EXTRAIT DU TEXTE
◆ ◆ ◆ ◆

Ce site web est un hommage à un grand peintre libanais de la fin du 19ème et du début du 20ème siècle et à ses confrères de « l’École Marine » appelée par certains «l’École de Beyrouth » , et qui ont été, avec d’autres peintres, les fondateurs de la « Renaissance Artistique Arabe » à l’instar de la « Renaissance Culturelle Arabe » marquant la peinture libanaise pendant plus d’un demi siècle.
Sa Biographie
Ibrahim Serbaï naquit en 1865 dans une famille aisée, à Aïn el Mreisseh, un quartier maritime de Ras Beyrouth. Il fit ses études dans les écoles de Beyrouth et étudia ensuite le dessin et la peinture à “l’École du Sultanat Ottoman” à Bachoura, quartier de Beyrouth, se maria et resta sans descendance. D’après son petit-neveu, Me. Amine Areissi, il aurait visité les Etats-Unis en vu d’approfondir ses connaissances en peinture . Il décéda en 1931.
LES PREMIÈRES ÉCOLES DE PEINTURE AU LIBAN:
Serbaï fut l’un des pionniers de “l’École Marine” de peinture, appelée par certains “l’École de Beyrouth”,voire “L’École Sunnite de Beyrouth” composée principalement, d’une pléiade de peintres majoritairement musulmans sunnites, bourgeois, natifs de Beyrouth durant la seconde moitié du 19ème siècle. Citons, bien entendu Ibrahim Serbaï, mais aussi Ali Jammal, Hassan Tannir, Dimashkié, Toufic Tarek (1875-1940) et d’autres. Même Salah Lababidi (1898-1985) et Mostafa Farroukh (1901-1957) ont été considérés les “échos” dans la lignée de cette École. Certains vont même, jusqu’à “identifier” Habib Srour (1863-1938) à cette École, surtout qu’il a appliqué la même précision dans ses tableaux et portraits et qu’il a enseigné la peinture à “L’École du Sultanat Ottoman” de Bachoura à Beyrouth. (Voir tableau synoptique dans la page de “L’École Marine”du site).
Bien que l’émergence d’une peinture sunnite libanaise remonte aux débuts du 19ème siècle, avec les élèves officiers topographes beyrouthins de l’armée ottomane, cependant “L’École Marine” de peinture n’a vu le jour que dans la seconde moitié du 19ème siècle. Elle a indiscutablement marqué pendant plus d’un demi-siècle notre peinture nationale, jusqu’à l’arrivée, après la guerre 14-18, des grands bouleversements de la peinture mondiale avec “L’École Impressionniste” institutrice des nouvelles conceptions de l’espace, de la composition et de l’éclatement des couleurs.
La peinture de “L’École Marine” était distincte de la peinture religieuse chrétienne, amorcée dans les couvents de la montagne libanaise vers la fin du 17ème siècle avec Boutross Koberssi (1664-1744), Youhanna Armani, Ibrahim Kerbaj et d’autres moines. Elle était différente aussi de “l’École de Dlebta”, peinture toujours religieuse, avec Moussa Dib (1730-1823)e et son neveu Kanaan Dib (1801-1882) du 18ème et 19ème siècle.

◆ ◆ ◆ ◆

DONNÉES ENREGISTRÉES
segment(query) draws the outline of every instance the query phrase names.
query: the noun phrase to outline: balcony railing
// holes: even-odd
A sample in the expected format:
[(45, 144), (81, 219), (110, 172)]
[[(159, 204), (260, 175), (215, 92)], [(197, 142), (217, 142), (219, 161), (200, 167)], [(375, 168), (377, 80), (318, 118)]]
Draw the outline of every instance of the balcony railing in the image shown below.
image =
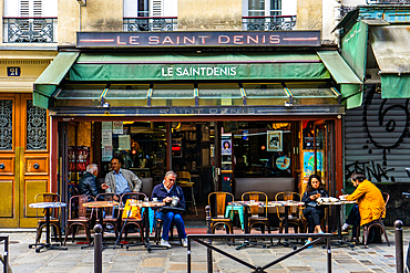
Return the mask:
[(177, 17), (124, 18), (123, 31), (176, 31)]
[(55, 43), (57, 18), (3, 17), (4, 43)]
[(243, 17), (242, 29), (245, 31), (293, 30), (296, 15)]
[(366, 0), (367, 4), (410, 4), (410, 0)]

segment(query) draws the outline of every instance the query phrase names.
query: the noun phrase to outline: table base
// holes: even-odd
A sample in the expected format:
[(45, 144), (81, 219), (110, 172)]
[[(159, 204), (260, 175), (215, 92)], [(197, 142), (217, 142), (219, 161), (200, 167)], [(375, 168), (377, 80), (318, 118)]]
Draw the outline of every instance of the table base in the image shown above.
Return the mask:
[(127, 244), (126, 250), (129, 250), (131, 246), (139, 246), (139, 245), (144, 245), (148, 252), (151, 252), (153, 249), (162, 249), (162, 250), (168, 249), (167, 246), (164, 246), (164, 245), (151, 244), (150, 242), (141, 242), (141, 243)]
[[(274, 242), (273, 242), (271, 239), (270, 239), (270, 244), (271, 245), (274, 244)], [(236, 244), (230, 244), (230, 245), (236, 245)], [(266, 245), (266, 243), (260, 243), (260, 242), (245, 240), (240, 245), (236, 246), (236, 250), (242, 250), (242, 249), (245, 249), (245, 248), (257, 246), (257, 245), (260, 245), (263, 249), (268, 248)]]
[[(338, 239), (338, 240), (336, 240), (336, 242), (330, 243), (330, 246), (350, 246), (351, 249), (353, 249), (356, 246), (356, 244), (347, 242), (347, 241), (341, 240), (341, 239)], [(326, 249), (326, 245), (324, 245), (322, 248)]]
[(60, 246), (58, 244), (51, 244), (51, 243), (32, 243), (29, 244), (29, 249), (32, 249), (35, 246), (35, 252), (40, 253), (40, 250), (48, 249), (48, 250), (68, 250), (66, 246)]

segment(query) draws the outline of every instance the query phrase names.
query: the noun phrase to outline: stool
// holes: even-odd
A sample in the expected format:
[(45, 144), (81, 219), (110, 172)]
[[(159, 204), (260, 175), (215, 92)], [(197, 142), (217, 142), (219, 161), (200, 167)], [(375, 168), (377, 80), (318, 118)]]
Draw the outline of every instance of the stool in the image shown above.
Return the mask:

◆ ◆ ◆ ◆

CONSIGNE
Recopiez fidèlement le passage du texte sur Ibrahim Serbaï qui commence aux mots « Bien que l’émergence » et s'arrête après « l’éclatement des couleurs. ».

RÉSULTAT OBTENU
Bien que l’émergence d’une peinture sunnite libanaise remonte aux débuts du 19ème siècle, avec les élèves officiers topographes beyrouthins de l’armée ottomane, cependant “L’École Marine” de peinture n’a vu le jour que dans la seconde moitié du 19ème siècle. Elle a indiscutablement marqué pendant plus d’un demi-siècle notre peinture nationale, jusqu’à l’arrivée, après la guerre 14-18, des grands bouleversements de la peinture mondiale avec “L’École Impressionniste” institutrice des nouvelles conceptions de l’espace, de la composition et de l’éclatement des couleurs.